### Problem requirements
State how many lines of the records below contain the string "bicycle". Case matters, and the reply should be only the number.

◇ ◇ ◇

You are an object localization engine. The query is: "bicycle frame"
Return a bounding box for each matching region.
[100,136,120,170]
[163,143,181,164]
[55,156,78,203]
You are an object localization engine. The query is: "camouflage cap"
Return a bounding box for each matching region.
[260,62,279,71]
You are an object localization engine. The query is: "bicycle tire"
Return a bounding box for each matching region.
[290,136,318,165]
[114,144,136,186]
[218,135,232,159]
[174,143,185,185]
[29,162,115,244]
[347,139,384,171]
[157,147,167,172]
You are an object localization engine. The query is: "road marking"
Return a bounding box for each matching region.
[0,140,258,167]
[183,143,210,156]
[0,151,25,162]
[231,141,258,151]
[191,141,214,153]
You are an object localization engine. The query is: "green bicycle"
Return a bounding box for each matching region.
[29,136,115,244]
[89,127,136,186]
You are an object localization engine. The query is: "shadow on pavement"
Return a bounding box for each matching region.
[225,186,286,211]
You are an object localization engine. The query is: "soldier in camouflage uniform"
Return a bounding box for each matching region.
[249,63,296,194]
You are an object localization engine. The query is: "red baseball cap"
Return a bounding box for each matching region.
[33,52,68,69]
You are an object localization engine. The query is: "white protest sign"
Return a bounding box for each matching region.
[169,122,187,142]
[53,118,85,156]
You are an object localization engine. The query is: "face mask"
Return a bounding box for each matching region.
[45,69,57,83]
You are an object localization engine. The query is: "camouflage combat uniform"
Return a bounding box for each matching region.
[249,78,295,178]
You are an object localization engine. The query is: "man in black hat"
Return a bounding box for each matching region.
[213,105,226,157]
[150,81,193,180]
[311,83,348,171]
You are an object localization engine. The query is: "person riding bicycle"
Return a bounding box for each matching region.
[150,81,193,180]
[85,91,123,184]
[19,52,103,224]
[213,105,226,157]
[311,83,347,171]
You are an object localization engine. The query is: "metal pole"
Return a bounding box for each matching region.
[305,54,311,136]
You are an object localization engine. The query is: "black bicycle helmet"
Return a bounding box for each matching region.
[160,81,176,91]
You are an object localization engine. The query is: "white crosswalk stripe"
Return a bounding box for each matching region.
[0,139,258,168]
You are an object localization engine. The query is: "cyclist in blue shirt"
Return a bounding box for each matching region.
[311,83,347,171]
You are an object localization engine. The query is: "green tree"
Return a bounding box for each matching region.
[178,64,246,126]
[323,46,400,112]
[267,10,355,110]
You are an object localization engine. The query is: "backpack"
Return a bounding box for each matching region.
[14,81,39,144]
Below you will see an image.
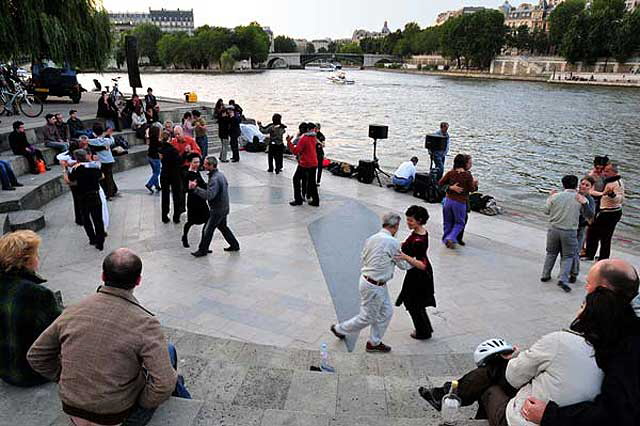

◇ ◇ ◇

### Reply to the task
5